* Start *

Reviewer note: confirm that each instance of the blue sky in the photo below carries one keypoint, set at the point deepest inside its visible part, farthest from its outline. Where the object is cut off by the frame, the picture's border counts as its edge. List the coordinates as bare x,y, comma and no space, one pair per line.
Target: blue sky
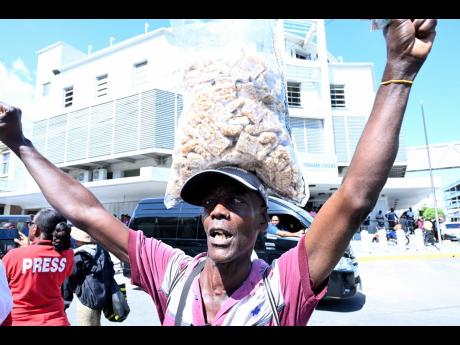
438,83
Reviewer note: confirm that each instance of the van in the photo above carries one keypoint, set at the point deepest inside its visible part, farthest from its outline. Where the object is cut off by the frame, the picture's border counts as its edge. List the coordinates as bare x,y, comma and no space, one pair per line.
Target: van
181,228
10,225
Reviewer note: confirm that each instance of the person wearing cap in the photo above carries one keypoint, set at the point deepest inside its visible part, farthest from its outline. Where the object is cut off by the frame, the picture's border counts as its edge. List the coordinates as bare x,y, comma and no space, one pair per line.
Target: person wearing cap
223,286
37,269
90,279
6,300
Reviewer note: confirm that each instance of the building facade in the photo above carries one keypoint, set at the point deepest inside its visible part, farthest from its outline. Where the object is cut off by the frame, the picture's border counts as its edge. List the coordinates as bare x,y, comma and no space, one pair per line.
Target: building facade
109,118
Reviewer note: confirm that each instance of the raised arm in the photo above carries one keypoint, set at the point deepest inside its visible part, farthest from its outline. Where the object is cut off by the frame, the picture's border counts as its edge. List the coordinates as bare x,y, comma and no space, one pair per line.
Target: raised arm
408,44
62,191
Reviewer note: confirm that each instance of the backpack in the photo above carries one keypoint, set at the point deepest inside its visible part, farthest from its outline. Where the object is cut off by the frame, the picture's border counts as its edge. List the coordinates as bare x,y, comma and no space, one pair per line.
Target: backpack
93,289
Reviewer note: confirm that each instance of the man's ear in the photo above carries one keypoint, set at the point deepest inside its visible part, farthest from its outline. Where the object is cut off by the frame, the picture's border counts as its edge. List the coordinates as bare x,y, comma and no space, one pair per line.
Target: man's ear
264,217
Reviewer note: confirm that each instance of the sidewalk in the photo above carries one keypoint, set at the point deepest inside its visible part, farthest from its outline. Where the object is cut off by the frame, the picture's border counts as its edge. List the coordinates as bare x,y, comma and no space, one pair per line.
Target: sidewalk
378,251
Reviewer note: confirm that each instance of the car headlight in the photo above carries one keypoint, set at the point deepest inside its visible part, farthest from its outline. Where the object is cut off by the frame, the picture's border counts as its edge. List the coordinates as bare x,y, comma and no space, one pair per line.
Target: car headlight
345,264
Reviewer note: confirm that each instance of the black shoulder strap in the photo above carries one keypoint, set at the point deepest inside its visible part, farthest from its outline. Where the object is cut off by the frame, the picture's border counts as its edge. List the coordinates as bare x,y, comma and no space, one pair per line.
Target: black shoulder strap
180,309
271,298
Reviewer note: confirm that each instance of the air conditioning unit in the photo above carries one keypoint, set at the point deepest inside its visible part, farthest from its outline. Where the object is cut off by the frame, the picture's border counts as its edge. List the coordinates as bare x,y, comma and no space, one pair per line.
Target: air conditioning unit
99,174
84,176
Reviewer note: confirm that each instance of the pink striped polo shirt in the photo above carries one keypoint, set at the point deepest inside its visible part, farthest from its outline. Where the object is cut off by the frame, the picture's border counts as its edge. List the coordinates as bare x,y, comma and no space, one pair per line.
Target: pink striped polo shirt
162,271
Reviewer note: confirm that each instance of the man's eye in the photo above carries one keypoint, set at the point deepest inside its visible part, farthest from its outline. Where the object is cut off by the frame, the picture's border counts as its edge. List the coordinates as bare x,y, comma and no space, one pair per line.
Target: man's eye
237,201
208,202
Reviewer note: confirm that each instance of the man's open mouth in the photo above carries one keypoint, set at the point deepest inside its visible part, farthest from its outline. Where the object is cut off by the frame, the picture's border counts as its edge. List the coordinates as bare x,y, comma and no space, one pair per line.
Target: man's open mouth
220,234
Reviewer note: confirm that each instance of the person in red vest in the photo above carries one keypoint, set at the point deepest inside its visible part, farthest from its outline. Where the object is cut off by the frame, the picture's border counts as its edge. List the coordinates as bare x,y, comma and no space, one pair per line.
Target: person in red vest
37,269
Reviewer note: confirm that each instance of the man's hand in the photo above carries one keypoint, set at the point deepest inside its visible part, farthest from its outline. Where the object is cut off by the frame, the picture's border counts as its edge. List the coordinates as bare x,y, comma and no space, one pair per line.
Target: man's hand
23,240
409,42
10,125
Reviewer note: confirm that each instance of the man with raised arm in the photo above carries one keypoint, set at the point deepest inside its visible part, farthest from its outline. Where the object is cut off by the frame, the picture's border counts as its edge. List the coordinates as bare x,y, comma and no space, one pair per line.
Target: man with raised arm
223,286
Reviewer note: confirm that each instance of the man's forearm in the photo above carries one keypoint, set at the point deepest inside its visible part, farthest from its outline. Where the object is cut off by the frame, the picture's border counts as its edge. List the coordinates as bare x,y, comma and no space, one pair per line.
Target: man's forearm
61,190
378,146
74,201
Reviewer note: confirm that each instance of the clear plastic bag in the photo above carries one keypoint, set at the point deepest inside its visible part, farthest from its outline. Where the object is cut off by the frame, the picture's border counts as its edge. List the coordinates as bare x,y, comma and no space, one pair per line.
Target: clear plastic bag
235,107
379,24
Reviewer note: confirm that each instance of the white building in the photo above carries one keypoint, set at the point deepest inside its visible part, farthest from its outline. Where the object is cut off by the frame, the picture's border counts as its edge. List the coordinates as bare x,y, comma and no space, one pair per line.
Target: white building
108,118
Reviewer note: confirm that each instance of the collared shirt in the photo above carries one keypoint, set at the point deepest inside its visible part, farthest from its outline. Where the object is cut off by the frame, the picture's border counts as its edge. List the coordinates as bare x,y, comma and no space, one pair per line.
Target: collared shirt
6,300
35,274
154,266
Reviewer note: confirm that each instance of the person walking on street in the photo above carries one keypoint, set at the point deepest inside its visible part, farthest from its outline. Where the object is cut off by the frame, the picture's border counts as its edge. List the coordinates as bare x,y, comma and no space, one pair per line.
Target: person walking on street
90,279
6,300
223,286
380,220
392,218
37,269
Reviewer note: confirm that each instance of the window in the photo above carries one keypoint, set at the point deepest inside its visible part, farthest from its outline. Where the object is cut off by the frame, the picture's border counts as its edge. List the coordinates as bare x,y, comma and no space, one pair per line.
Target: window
46,89
68,96
102,83
5,162
294,94
302,56
308,135
337,96
140,74
132,173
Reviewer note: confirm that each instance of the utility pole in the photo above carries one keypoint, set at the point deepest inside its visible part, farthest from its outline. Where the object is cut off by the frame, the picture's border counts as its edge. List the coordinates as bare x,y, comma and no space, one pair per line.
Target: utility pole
431,175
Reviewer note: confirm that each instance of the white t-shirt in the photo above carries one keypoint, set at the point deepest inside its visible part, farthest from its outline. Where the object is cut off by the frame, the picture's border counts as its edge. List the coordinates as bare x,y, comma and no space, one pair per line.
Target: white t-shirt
6,300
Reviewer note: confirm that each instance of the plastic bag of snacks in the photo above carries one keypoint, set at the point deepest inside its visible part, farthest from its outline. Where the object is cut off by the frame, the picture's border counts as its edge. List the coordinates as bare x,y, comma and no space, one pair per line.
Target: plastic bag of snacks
235,107
379,24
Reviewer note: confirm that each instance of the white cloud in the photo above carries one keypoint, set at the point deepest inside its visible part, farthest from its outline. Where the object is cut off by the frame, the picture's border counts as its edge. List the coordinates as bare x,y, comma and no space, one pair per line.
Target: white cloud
20,68
14,90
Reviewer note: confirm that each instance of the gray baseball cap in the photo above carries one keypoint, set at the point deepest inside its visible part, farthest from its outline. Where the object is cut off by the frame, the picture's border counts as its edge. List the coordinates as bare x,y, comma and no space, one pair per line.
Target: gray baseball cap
197,186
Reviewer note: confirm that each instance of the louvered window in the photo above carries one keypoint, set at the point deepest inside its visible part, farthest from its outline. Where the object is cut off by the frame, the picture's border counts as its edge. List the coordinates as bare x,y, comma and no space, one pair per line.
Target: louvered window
294,94
126,124
347,131
308,134
77,136
102,85
5,162
68,96
46,89
100,136
337,96
56,138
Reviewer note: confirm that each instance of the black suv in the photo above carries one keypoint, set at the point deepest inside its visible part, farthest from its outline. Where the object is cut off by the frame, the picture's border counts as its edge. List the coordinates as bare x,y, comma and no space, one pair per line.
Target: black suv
181,227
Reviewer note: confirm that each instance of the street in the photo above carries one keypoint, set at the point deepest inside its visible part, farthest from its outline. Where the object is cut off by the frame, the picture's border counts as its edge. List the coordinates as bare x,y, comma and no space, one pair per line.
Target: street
399,292
407,291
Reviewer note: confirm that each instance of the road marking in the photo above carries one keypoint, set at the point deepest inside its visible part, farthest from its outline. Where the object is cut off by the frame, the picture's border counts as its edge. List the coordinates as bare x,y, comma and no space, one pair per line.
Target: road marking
409,256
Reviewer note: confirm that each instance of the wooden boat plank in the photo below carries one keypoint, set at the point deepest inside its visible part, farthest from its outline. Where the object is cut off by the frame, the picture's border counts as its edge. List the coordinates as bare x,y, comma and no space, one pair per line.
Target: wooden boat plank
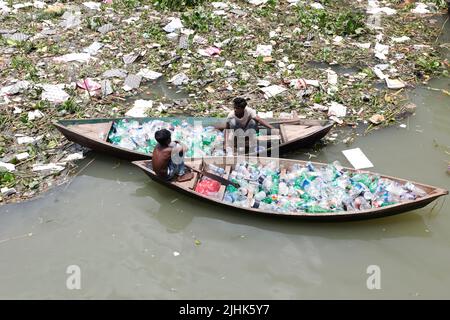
190,184
222,189
93,133
433,193
97,131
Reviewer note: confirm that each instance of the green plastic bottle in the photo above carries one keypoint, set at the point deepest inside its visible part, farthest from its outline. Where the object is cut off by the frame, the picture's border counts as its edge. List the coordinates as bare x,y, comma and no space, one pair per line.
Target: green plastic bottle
316,209
363,178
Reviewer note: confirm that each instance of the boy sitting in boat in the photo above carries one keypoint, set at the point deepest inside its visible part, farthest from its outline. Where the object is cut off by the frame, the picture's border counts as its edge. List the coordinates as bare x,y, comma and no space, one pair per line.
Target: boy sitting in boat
243,117
168,159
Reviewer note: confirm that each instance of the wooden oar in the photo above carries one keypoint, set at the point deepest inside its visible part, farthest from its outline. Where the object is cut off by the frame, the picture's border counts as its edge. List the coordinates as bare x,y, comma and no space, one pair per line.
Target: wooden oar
216,177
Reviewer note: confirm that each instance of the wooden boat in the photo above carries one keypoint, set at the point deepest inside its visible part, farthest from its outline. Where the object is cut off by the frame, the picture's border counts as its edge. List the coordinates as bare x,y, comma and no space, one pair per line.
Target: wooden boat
228,164
93,133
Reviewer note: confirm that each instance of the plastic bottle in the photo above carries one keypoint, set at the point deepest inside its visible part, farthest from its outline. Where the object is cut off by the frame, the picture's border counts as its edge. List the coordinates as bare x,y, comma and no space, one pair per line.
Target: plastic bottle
216,169
260,195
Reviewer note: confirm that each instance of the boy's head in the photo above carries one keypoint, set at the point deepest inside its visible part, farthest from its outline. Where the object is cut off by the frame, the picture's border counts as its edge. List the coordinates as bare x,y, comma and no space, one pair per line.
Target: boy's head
163,137
239,106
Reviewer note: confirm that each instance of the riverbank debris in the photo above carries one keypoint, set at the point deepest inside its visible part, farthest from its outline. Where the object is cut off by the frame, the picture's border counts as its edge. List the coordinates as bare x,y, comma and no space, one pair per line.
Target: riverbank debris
87,59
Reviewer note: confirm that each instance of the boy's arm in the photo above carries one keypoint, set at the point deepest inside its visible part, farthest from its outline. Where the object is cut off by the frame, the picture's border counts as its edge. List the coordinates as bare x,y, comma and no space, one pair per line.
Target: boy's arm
180,147
264,122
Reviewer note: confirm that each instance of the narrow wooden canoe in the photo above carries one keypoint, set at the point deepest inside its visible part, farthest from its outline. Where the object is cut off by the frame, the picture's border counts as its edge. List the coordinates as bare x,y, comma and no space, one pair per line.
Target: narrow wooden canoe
228,164
93,133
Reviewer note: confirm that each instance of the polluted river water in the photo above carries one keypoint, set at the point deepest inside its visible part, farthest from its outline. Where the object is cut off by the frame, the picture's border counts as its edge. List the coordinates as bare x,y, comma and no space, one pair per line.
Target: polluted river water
134,239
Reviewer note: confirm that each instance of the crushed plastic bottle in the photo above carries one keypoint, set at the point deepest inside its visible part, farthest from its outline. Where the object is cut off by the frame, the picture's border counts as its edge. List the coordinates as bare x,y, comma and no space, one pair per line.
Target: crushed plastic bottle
315,189
136,136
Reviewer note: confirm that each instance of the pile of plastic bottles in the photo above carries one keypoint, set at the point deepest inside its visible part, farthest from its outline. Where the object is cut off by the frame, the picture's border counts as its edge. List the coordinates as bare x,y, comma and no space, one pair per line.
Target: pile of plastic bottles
136,136
207,187
314,190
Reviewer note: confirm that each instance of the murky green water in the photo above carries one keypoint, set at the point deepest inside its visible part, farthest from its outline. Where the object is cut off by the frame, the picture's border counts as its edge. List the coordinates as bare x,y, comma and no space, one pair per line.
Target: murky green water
122,230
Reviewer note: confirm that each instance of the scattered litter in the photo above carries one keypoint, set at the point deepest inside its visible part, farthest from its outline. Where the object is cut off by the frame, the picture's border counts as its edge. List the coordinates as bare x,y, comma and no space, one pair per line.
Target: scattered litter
73,157
140,108
92,5
257,2
132,81
376,118
263,50
16,88
272,91
421,8
401,39
79,57
337,39
54,93
199,40
183,42
209,52
265,115
115,73
93,48
263,83
317,6
8,191
357,158
362,45
27,140
379,73
219,5
88,84
381,51
394,83
106,87
70,20
7,166
106,28
374,9
179,79
35,114
22,156
130,58
319,107
332,77
337,109
174,25
17,110
18,37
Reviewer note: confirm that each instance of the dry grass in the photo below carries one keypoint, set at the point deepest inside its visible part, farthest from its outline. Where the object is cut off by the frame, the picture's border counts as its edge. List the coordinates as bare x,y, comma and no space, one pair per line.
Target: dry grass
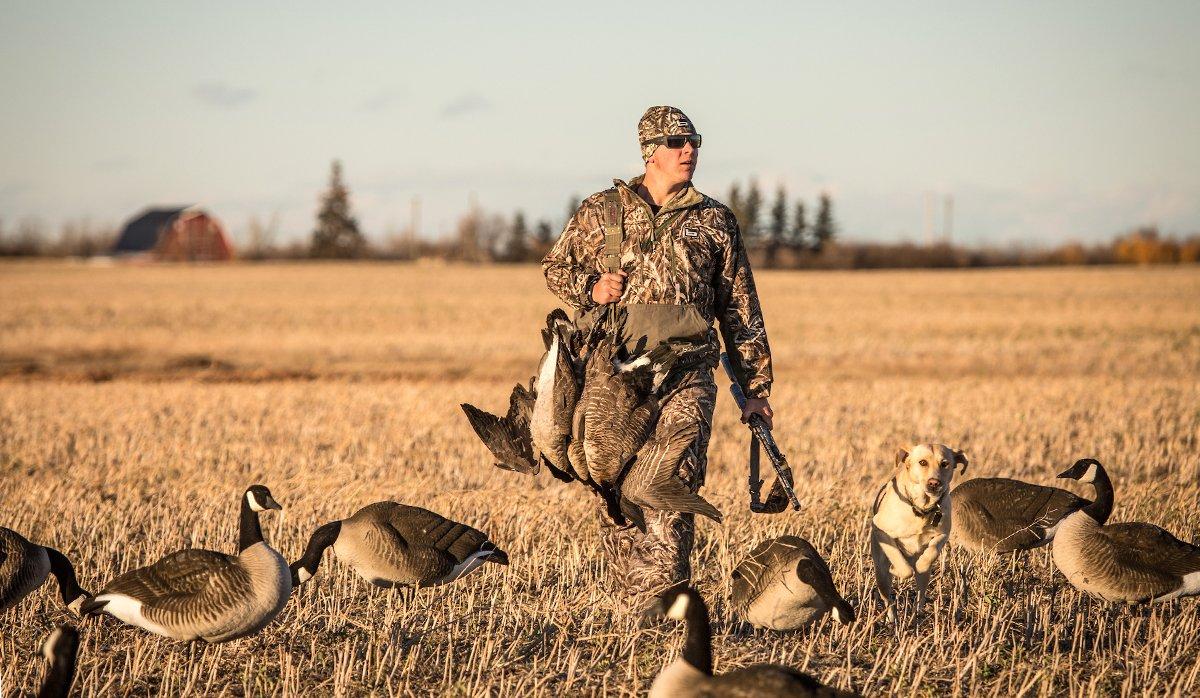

* End *

WHAT TO PRODUCE:
List each line in the items above that contains the word "collared", copying every such line in full.

ANSWER TO THIS EXERCISE:
Reviewer note: confirm that each instance of the collared shirt in the photo above carries one keypoint, set at the point deepest inside its visible part, farthest from its outline. Where the object is cut off by the frame, the picture's border counts as its edge. List the coordinates as bare x,y, comma and no space, one pair per line.
Target: collared shirt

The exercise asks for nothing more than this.